◆ **LESETEXT**:

※ ※ ※

Unlängst fragte mich ein Freund, was mich an meiner Arbeit als Begleiter von Lern- und Veränderungsprozessen am meisten fasziniere. Ich musste nicht lange überlegen: Daran mitwirken zu können, dass Menschen sich laufend weiterentwickeln und besser werden – Mitarbeiter und Führungskräfte, Kunden und Kollegen.

Seit zwanzig Jahren beschäftige ich mich beruflich mit dem Lernen in Unternehmen. Nicht immer aber arbeitete ich so wie heute. In den zurückliegenden zwei Dekaden gab ich eine Menge vertrautes Denken auf und lernte Neues hinzu, das auch meine Arbeit veränderte. Mitunter lief das wie von selbst und ohne große Widerstände. Häufig lernte ich aus Fehlern, aus eigenen oder aus fremden. Nicht selten peinigten mich Selbstzweifel. Oft freute ich mich und war stolz, wenn ich etwas gelernt hatte. Manchmal war ich auch eher beschämt, weil ich Dinge nicht früher gesehen zu hatte, die nun wie selbstverständlich meine neue Denkwelt bestimmen. Auf jeden Fall lernte ich immer dann gut, wenn ich mich zuvor aktiv für eine Veränderung entschieden hatte. Allerdings konnte das auch bedeuten, dass ich mich zuvor lange gegen ein Dazulernen gewehrt hatte. Beim Überwinden der eigenen Lernwiderstände halfen mir dann Menschen, die mich beim Verändern unterstützten – mal eher indirekt und sanft, mal durchaus drängend und fordernd.

Ähnliche Erfahrungen der Unterstützung durch anderen Menschen, durch ihr anderes Denken und Handeln, machen wir wohl alle beim Lernen. So erfahren wir, dass Lernen neue Perspektiven eröffnen und konstruktive Veränderungen möglich machen kann – für die Gesellschaft, für eine Organisation und für uns selbst.

※ ※ ※

◆ **ZU ERLEDIGEN**: Greifen Sie den Text über Lernen und Veränderung in Unternehmen auf und führen Sie ihn im Anschluss an seinen letzten Satz weiter. Das Material wird für die Bearbeitung nicht benötigt.

◆ **QUELLDATEN**:
※ ※ ※

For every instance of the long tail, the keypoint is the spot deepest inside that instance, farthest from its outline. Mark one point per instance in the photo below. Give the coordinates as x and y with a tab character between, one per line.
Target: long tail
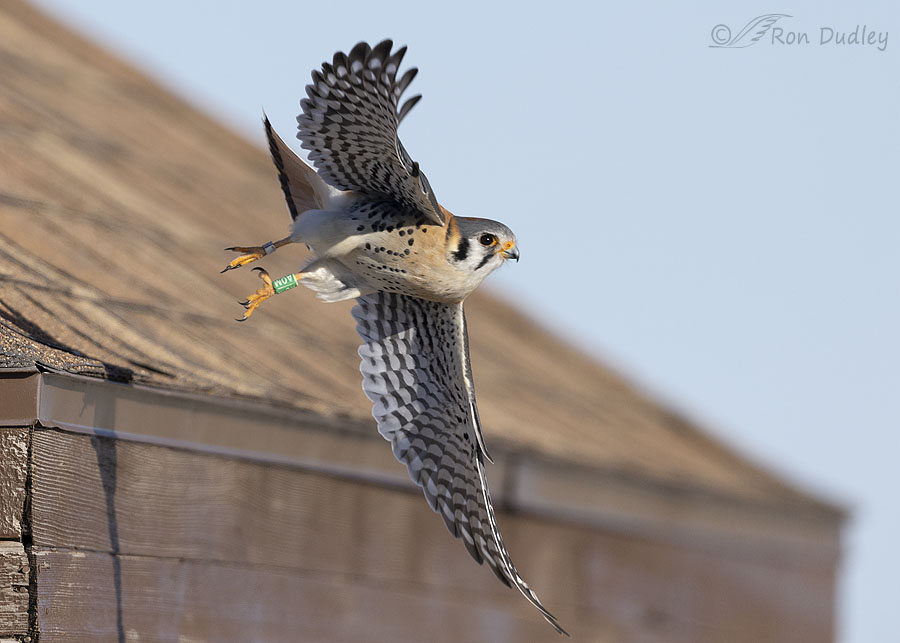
303	188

※ ※ ※

◆ **LÖSUNG**:
Rückblickend war auch das Schreiben dieses Buches ein Lernprozess, und dafür bin ich dankbar. Danken möchte ich den vielen Menschen, die zum Werden dieses Werkes beigetragen haben. Zuvorderst meinem Buchcoach Jens Schadendorf. Er hat dieses Buchprojekt von Anfang an begleitet – von der ersten Idee über die Konzeption bis hin zur Umsetzung und Verschriftlichung. Ich danke sehr für die intellektuellen Sparrings und das manchmal nötige Beharren, für inspirierende Ermutigungen und couragiertes Voranschreiten, für gedankliche Genauigkeit und große Geduld.

Dieses Buchprojekt hat es mir ermöglicht, meine Erfahrungen der letzten zwanzig Jahre zu durchdenken, mit vielen Kollegen zu diskutieren und im Lichte der modernen Lern-, Bildungs- und Hirnforschung neu zu grundieren. Zwei wunderbare Kollegen haben mich während des gesamten Buchprozesses begleitet und wesentliche Teile beigetragen: Roman Schachtsiek und Vera Schierholt. Ich danke beiden sehr für die großartige Zusammenarbeit, ihre inhaltlichen Bereicherungen und die Unterstützung – oft bis spät in die Nacht.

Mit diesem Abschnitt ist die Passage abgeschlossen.